>> START Input for this task
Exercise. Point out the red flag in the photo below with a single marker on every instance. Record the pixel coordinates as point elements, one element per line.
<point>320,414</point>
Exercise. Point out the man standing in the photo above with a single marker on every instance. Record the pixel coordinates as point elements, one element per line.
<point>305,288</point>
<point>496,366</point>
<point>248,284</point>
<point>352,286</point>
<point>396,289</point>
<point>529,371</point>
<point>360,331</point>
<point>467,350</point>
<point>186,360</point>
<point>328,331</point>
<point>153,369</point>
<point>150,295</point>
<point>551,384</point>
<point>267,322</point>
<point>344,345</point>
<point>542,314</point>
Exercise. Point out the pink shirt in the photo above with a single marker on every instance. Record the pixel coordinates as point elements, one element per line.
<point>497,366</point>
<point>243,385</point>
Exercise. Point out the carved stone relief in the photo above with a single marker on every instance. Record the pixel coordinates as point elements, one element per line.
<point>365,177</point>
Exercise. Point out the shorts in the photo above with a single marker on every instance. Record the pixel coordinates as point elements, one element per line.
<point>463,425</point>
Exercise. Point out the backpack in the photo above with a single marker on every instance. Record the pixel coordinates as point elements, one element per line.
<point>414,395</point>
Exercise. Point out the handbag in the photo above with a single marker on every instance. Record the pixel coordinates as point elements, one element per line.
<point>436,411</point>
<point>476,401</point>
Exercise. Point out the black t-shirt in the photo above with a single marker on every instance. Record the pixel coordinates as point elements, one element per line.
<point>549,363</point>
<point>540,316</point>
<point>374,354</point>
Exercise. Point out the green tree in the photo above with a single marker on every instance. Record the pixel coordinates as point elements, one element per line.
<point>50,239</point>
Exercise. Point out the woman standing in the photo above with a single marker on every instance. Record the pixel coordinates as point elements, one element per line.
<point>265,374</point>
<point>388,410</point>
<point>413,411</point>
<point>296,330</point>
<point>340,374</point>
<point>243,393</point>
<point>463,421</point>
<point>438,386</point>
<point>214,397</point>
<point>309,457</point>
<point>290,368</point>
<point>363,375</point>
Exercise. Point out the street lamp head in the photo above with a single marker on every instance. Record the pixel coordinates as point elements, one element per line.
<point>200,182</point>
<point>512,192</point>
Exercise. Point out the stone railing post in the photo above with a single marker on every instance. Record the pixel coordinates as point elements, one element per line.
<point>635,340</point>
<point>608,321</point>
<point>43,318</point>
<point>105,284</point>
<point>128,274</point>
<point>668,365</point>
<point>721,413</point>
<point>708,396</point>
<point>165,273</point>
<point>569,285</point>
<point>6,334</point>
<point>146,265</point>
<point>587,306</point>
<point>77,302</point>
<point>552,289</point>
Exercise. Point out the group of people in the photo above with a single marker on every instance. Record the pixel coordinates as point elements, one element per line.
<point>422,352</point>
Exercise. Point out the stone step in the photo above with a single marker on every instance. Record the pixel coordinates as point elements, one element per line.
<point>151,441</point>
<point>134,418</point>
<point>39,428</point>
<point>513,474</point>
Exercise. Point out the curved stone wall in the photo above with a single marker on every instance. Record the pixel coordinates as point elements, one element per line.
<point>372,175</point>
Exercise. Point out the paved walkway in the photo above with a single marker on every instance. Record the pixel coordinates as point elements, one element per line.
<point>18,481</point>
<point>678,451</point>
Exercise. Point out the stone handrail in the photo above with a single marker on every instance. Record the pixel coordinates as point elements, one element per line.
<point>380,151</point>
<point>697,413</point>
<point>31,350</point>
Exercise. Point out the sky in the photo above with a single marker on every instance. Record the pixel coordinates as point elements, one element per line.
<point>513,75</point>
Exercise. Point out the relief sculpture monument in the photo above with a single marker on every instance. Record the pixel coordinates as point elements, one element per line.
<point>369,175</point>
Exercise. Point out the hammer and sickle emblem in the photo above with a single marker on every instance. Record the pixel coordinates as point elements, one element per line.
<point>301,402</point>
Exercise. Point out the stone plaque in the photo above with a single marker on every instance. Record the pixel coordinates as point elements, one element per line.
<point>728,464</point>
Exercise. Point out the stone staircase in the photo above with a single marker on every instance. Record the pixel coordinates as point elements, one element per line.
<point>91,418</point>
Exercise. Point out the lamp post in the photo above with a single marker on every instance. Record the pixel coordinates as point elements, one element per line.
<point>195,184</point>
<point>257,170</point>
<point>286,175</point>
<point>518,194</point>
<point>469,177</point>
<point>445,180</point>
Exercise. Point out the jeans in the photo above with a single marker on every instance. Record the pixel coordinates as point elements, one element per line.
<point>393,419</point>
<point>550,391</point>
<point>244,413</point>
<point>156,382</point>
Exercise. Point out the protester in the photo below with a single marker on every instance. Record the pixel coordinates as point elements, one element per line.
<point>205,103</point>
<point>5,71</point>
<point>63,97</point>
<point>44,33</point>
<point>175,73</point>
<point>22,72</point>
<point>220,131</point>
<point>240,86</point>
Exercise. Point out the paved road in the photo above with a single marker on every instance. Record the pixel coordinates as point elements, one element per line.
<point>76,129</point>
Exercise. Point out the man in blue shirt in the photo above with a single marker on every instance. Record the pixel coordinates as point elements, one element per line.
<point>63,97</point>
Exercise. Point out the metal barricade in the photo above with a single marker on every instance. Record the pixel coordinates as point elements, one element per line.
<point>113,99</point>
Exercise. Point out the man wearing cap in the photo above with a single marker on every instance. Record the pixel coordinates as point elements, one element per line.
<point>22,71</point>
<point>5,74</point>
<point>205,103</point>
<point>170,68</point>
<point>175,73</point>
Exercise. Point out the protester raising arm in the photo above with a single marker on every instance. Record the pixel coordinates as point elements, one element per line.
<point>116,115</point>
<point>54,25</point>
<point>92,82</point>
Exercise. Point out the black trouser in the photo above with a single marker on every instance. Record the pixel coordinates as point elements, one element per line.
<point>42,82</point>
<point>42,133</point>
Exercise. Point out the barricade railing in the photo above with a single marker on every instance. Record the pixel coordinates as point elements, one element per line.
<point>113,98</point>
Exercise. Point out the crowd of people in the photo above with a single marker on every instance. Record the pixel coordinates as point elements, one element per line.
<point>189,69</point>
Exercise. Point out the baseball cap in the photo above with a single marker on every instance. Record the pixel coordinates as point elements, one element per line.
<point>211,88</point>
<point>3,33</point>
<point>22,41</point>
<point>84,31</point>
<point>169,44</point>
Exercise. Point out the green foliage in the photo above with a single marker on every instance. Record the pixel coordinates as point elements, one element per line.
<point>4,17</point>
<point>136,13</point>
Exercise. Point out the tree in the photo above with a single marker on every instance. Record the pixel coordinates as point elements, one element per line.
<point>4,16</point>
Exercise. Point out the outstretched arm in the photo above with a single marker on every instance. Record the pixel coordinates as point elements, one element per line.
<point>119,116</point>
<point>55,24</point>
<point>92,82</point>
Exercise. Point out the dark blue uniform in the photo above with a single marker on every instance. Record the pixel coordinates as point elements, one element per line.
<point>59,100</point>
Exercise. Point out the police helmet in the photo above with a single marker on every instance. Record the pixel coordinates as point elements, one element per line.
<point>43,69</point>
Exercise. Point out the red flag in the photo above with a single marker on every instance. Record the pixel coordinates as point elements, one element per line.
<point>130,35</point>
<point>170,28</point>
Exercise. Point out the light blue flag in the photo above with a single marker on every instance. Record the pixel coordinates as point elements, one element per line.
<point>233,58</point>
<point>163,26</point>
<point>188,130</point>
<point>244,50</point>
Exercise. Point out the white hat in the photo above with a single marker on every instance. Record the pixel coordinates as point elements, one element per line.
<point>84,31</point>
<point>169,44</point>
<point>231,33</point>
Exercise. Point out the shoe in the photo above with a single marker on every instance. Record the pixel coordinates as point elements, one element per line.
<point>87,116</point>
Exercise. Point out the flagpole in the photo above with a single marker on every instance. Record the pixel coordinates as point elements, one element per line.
>> END Input for this task
#### [What the task asks]
Rewrite the lines above, changing every "single marker" to "single dot" and leaving everything else unchanged.

#### [Finished exercise]
Exercise. Point out the red flag in the photo below with a single dot on every instance. Record the pixel coordinates as point elements, one element per line.
<point>320,414</point>
Exercise. Point out the man standing in the photo above with a single dot on every instance. Record the pixel coordinates as point elements, one element per line.
<point>305,288</point>
<point>496,366</point>
<point>248,284</point>
<point>352,286</point>
<point>396,289</point>
<point>529,371</point>
<point>360,331</point>
<point>467,350</point>
<point>186,360</point>
<point>328,331</point>
<point>153,369</point>
<point>150,295</point>
<point>551,384</point>
<point>267,322</point>
<point>344,345</point>
<point>542,314</point>
Exercise. Point out the pink shirt in the photo above with a single dot on every instance. Record the pixel coordinates as point elements, one element per line.
<point>497,366</point>
<point>243,385</point>
Exercise. Point out the carved stone relief in the photo above with a single dot on every instance. Record the pixel coordinates as point elements, one element per line.
<point>365,177</point>
Exercise. Point out the shorts in the photo above with a single dot on every instance. Record the pixel coordinates as point elements, one element per line.
<point>463,425</point>
Exercise. Point out the backpack in the photo above with a single dot on every instance. Record the pixel coordinates as point elements, one element per line.
<point>414,395</point>
Exercise. Point out the handbag in the photo above with a single dot on every instance. Record the pixel coordinates as point elements, one element per line.
<point>436,411</point>
<point>476,401</point>
Exercise. Point out the black t-shirt in the photo above with a single dot on every instance. Record the pixel coordinates as point elements, one element per line.
<point>549,363</point>
<point>540,316</point>
<point>374,354</point>
Exercise. Point out the green tree in the photo above with a single dot on every instance. Record the pixel coordinates as point elements, one element per line.
<point>50,239</point>
Exercise. Point out the woman standing in the photo above with a single dot on every instance. Record the pixel coordinates as point elements, one element per line.
<point>265,374</point>
<point>388,410</point>
<point>413,411</point>
<point>296,330</point>
<point>340,374</point>
<point>243,393</point>
<point>463,421</point>
<point>438,386</point>
<point>214,397</point>
<point>309,457</point>
<point>290,368</point>
<point>363,375</point>
Exercise. Point out the street lamp head in the photo above with a single dot on every instance. Record the pixel coordinates as point elements, one element per line.
<point>200,182</point>
<point>512,192</point>
Exercise. Point out the stone railing post in the photo above with a single dot on every instance. Record the pixel coordinates as point elements, one element per line.
<point>635,340</point>
<point>608,321</point>
<point>43,318</point>
<point>105,284</point>
<point>128,274</point>
<point>668,365</point>
<point>721,413</point>
<point>708,396</point>
<point>165,273</point>
<point>569,285</point>
<point>6,334</point>
<point>146,265</point>
<point>587,306</point>
<point>77,302</point>
<point>552,289</point>
Exercise. Point out the group of people in the photo above with a single dot on every instance. Record the pixel coordinates as point elements, one element per line.
<point>422,352</point>
Exercise. Point out the stone step in the photo above with a single dot on every instance. Record the pixel coordinates as point elements, one element per line.
<point>151,441</point>
<point>134,418</point>
<point>39,428</point>
<point>513,474</point>
Exercise. Point out the curved stone wall in the photo above with a single dot on every instance. Record the pixel coordinates as point elements, one element per line.
<point>372,175</point>
Exercise. Point out the paved walkway in the photo above with a single dot on every instance. Record the pixel coordinates as point elements, one element per line.
<point>18,481</point>
<point>678,451</point>
Exercise. Point out the stone handrail in the photo above with a single dot on every instance. Record the pixel coordinates as point elements, one element per line.
<point>380,151</point>
<point>697,413</point>
<point>31,350</point>
Exercise. Point out the sky in the photo above with a single dot on every instance. Record the pixel coordinates as point elements, one element per line.
<point>513,75</point>
Exercise. Point out the relief sculpture monument in the photo above with a single dot on every instance. Record the pixel coordinates as point elements, one element per line.
<point>369,175</point>
Exercise. Point out the hammer and sickle emblem in the photo above with a single dot on every instance. Record the pixel coordinates as point elements, one element per line.
<point>301,402</point>
Exercise. Point out the stone plaque in the photo above with a single dot on every instance. Record the pixel coordinates as point elements, one element per line.
<point>728,464</point>
Exercise. Point out the stone staircase in the photo above with a single dot on every instance. Record the pixel coordinates as point elements, one element per line.
<point>91,418</point>
Exercise. Point out the lamp post in the photo above with a single dot on every instance. Record the pixel coordinates as point elements, one element per line.
<point>195,184</point>
<point>257,170</point>
<point>286,175</point>
<point>518,194</point>
<point>469,177</point>
<point>445,180</point>
Exercise. Point out the jeans in the photo above with a single dot on every instance. Record the pixel coordinates as point elements, one element per line.
<point>393,419</point>
<point>550,391</point>
<point>244,413</point>
<point>156,382</point>
Exercise. Point out the protester in the photo below with a single dot on every instance. Record the pixel coordinates as point elements, one element per line.
<point>205,103</point>
<point>5,71</point>
<point>63,97</point>
<point>44,33</point>
<point>175,73</point>
<point>22,72</point>
<point>220,131</point>
<point>240,86</point>
Exercise. Point out the paved road in the photo above with a single dot on every instance. Record the pixel coordinates as point elements, one element per line.
<point>76,129</point>
Exercise. Point out the man in blue shirt in the photo above with a single dot on every instance. Record the pixel coordinates as point elements, one element per line.
<point>63,97</point>
Exercise. Point out the metal barricade in the photo above with a single dot on every instance. Record the pixel coordinates as point elements, one element per line.
<point>113,99</point>
Exercise. Point out the man wearing cap in the photo above with a single dot on every instance. Record the pixel coordinates as point elements, one element per line.
<point>22,71</point>
<point>5,74</point>
<point>205,103</point>
<point>170,68</point>
<point>175,73</point>
Exercise. Point out the protester raising arm in the photo above with a single dot on every instance. Record the pixel coordinates as point elements, one element per line.
<point>116,115</point>
<point>54,25</point>
<point>92,82</point>
Exercise. Point out the black trouser in the photo above with a single dot on every instance. Record the pixel coordinates as point elements, one element per line.
<point>42,82</point>
<point>42,133</point>
Exercise. Point out the barricade railing in the photo above with a single dot on every instance. Record the pixel coordinates as point elements, one element per line.
<point>113,98</point>
Exercise. Point out the crowd of people in the photo above with a single dot on every instance. Record the pixel coordinates as point elements, one element per line.
<point>189,69</point>
Exercise. Point out the baseball cap in the photo above with a single dot on every instance. Record the pixel coordinates as point elements, one element per line.
<point>211,88</point>
<point>3,33</point>
<point>22,41</point>
<point>84,31</point>
<point>169,44</point>
Exercise. Point out the green foliage in the photo above with a single dot on every instance. Record the pixel coordinates as point elements, one element per line.
<point>4,17</point>
<point>136,13</point>
Exercise. Point out the tree in the photo above with a single dot on every instance. Record the pixel coordinates as point elements, one element per line.
<point>4,16</point>
Exercise. Point out the outstretched arm in the photo above with a single dot on every instance. Record the pixel coordinates as point elements, one element per line.
<point>119,116</point>
<point>55,24</point>
<point>92,82</point>
Exercise. Point out the dark blue uniform in the photo above with a single dot on every instance. Record the pixel coordinates as point elements, one element per line.
<point>59,100</point>
Exercise. Point out the police helmet in the photo above with a single dot on every instance. Record the pixel coordinates as point elements, one element per line.
<point>43,69</point>
Exercise. Point out the red flag in the photo above with a single dot on every instance. Record the pixel coordinates as point elements, one element per line.
<point>130,35</point>
<point>170,28</point>
Exercise. Point out the light blue flag in the photo above with a single dot on every instance. Record the pixel coordinates as point elements, one element per line.
<point>233,58</point>
<point>163,26</point>
<point>188,130</point>
<point>244,50</point>
Exercise. Point out the white hat in the photo above with a single dot on every instance. Record the pixel coordinates as point elements, one element per line.
<point>84,31</point>
<point>169,44</point>
<point>231,33</point>
Exercise. Point out the shoe in the photo above with a single dot on every instance. Record the pixel coordinates as point elements, one element per line.
<point>87,116</point>
Exercise. Point out the flagpole in the photo above with a single dot on every instance. Record the pixel coordinates as point elements, one element per line.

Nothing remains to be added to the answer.